Named object pointing entries:
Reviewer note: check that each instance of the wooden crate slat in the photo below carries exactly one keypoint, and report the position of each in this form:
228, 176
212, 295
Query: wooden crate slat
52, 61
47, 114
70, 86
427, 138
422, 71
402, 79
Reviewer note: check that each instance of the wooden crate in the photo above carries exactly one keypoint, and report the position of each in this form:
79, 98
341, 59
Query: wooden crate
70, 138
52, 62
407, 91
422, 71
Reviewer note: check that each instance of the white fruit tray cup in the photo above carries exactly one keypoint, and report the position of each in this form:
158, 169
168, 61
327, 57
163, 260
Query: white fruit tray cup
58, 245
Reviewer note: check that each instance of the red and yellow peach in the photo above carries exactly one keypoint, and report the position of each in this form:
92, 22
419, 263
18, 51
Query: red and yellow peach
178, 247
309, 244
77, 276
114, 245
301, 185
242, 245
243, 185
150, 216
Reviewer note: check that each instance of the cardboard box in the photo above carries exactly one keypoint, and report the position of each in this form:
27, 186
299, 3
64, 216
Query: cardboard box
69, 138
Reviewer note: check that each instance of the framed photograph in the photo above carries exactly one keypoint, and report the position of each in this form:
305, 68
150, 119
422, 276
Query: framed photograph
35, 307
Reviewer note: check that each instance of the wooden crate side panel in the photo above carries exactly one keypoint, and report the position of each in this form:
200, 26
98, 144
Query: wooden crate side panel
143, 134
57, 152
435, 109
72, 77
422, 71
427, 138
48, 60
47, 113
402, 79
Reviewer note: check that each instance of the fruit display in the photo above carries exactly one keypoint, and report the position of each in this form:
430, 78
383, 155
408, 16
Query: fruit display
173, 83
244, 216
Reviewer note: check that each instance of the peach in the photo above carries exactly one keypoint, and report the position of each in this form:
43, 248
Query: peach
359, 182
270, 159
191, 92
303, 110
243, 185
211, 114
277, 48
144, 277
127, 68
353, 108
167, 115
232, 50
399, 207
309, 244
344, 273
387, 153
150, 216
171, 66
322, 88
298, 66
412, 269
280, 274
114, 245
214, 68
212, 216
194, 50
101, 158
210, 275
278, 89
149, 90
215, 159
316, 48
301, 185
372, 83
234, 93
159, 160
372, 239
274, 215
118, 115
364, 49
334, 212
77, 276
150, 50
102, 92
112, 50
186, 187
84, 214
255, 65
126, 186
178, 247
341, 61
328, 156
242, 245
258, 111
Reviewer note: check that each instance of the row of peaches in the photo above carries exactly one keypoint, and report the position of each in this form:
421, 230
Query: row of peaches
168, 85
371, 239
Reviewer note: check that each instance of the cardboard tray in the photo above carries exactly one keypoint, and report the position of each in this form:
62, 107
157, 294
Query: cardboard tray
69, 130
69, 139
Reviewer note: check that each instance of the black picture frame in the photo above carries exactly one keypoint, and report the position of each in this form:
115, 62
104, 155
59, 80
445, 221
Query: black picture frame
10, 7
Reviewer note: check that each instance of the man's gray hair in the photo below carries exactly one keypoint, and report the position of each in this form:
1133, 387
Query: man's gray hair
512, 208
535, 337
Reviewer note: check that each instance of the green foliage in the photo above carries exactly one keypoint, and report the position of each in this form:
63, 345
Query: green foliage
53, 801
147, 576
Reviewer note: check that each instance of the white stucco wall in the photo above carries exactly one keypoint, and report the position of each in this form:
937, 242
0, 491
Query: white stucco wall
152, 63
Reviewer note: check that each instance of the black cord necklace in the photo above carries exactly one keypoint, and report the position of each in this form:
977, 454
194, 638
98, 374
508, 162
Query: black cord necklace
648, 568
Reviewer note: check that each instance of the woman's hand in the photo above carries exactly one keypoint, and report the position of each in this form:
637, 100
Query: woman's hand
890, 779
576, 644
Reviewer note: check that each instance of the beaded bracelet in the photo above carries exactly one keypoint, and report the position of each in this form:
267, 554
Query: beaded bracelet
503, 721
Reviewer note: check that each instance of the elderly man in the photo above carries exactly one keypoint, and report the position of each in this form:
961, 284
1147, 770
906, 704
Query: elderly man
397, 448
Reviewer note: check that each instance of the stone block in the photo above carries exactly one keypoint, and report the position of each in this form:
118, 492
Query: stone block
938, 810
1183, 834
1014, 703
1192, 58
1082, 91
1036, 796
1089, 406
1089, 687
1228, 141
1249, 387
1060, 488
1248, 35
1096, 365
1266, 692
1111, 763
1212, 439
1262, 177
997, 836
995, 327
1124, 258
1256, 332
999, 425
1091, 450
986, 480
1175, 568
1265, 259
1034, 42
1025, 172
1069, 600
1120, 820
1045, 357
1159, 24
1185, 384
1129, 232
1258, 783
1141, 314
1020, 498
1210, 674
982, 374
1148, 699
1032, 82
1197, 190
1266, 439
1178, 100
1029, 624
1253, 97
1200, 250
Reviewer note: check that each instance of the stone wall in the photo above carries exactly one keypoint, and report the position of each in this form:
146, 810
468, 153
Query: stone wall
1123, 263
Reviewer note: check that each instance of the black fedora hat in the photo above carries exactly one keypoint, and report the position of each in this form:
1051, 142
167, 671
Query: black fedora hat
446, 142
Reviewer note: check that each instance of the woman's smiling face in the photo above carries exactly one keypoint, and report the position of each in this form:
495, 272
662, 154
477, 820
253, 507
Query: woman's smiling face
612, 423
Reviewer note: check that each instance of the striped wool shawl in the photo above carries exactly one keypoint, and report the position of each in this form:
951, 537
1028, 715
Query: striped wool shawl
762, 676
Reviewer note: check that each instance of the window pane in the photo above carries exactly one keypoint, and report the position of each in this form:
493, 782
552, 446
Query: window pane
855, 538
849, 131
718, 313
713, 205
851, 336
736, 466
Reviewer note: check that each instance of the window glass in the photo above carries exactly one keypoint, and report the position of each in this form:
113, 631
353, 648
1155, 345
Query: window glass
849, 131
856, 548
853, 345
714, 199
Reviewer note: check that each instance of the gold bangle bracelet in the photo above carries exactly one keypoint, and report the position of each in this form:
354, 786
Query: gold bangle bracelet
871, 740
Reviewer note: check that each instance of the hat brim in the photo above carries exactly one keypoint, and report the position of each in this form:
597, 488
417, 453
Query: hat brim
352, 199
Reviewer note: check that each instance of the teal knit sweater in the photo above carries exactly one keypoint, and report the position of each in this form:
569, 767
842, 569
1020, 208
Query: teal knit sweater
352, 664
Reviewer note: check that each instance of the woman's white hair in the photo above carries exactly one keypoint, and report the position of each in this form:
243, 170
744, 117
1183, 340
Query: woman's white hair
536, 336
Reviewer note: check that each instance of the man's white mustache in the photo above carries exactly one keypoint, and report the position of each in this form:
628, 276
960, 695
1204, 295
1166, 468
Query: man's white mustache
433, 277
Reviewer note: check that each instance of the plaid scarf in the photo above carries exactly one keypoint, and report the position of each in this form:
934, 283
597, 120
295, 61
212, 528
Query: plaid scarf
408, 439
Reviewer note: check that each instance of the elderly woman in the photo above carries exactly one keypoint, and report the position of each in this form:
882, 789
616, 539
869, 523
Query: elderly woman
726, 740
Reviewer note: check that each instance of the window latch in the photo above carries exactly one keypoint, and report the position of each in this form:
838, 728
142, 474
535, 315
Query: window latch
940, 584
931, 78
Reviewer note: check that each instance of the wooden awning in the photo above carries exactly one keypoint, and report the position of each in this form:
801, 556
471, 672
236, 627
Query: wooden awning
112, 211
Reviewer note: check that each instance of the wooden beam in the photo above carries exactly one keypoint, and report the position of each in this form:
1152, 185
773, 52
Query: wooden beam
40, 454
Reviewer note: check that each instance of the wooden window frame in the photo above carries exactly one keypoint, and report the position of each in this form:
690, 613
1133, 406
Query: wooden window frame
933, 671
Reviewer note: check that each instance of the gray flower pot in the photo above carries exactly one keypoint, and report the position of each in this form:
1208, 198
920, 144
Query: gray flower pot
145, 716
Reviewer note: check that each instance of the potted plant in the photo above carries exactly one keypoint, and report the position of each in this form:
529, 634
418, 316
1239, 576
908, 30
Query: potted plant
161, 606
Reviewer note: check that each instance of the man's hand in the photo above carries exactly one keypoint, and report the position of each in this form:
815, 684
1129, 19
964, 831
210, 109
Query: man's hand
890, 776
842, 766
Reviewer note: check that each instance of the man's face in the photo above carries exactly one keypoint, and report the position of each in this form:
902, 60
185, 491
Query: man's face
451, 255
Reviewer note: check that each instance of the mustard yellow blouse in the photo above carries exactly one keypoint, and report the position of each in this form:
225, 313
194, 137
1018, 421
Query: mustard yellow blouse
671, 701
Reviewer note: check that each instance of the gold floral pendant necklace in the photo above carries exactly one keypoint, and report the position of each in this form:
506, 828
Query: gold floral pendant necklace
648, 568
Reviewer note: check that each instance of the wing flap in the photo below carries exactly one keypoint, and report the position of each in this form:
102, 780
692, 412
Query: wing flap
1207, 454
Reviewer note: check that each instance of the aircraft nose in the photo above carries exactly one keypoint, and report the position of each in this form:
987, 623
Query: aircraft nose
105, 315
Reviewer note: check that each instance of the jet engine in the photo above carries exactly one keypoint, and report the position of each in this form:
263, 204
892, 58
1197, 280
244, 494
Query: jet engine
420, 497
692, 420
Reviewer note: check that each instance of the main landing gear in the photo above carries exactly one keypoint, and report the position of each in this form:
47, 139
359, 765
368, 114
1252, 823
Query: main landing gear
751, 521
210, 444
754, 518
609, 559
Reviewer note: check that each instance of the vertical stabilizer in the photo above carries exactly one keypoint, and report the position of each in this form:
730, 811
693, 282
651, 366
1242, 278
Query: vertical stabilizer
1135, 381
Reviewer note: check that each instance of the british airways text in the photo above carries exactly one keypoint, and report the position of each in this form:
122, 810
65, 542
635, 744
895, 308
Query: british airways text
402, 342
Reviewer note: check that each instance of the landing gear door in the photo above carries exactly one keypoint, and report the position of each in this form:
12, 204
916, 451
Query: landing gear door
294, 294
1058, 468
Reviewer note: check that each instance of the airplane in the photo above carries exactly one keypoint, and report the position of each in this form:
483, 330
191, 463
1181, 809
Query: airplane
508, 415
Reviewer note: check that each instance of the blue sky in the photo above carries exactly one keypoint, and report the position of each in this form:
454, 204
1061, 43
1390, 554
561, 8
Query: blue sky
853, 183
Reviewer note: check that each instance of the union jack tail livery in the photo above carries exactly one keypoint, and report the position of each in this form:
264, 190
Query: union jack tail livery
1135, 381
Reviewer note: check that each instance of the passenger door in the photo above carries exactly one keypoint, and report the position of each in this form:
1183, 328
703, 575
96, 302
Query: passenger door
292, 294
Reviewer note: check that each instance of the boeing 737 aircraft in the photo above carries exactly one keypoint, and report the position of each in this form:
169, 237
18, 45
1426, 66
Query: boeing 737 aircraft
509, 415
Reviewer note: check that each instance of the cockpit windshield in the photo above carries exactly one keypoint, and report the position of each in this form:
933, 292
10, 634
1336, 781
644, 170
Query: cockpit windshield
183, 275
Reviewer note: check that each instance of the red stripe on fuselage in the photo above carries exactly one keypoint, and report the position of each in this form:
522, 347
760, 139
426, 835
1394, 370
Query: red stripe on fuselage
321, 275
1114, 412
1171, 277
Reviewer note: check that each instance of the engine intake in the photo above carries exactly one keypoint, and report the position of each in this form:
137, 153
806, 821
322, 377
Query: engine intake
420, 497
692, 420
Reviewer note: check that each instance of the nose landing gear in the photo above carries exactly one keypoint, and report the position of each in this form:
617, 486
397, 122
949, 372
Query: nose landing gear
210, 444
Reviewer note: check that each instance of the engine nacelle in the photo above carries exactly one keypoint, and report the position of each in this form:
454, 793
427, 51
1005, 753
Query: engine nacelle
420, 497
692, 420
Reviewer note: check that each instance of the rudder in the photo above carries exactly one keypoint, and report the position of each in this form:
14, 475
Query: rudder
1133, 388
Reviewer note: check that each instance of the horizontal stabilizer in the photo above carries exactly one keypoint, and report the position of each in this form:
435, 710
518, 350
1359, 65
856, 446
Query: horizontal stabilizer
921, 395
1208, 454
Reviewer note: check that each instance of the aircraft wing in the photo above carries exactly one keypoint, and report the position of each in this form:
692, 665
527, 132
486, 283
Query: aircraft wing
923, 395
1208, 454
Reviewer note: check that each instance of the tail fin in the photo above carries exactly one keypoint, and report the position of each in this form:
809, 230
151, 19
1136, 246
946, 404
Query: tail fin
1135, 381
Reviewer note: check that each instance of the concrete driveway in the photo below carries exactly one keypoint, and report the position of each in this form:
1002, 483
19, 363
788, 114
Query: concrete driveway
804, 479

## [EXERCISE OBJECTIVE]
Repeat exactly the lines above, starting with the line that contains "Reviewer note: check that each instance of the aircraft wing" and ending with the last line, both included, and nothing else.

## [SOLUTION TO THE EXERCISE]
Reviewer note: check that each instance of the aircraft wing in the photo above carries exactly one keypoint, and report the position of each in this form:
692, 665
527, 132
486, 283
Query: aircraft wing
923, 395
1208, 454
Reviewer note: check that each instance of the tail fin in the photo above carries exactly one keypoint, and report the position of each in this form:
809, 230
151, 19
1136, 246
946, 404
Query: tail fin
1135, 381
Reviewer note: check that each instance of the concrete driveway in the photo below carries exactly one keypoint, and report the position of each in this form:
1002, 483
19, 363
788, 114
Query: concrete driveway
804, 479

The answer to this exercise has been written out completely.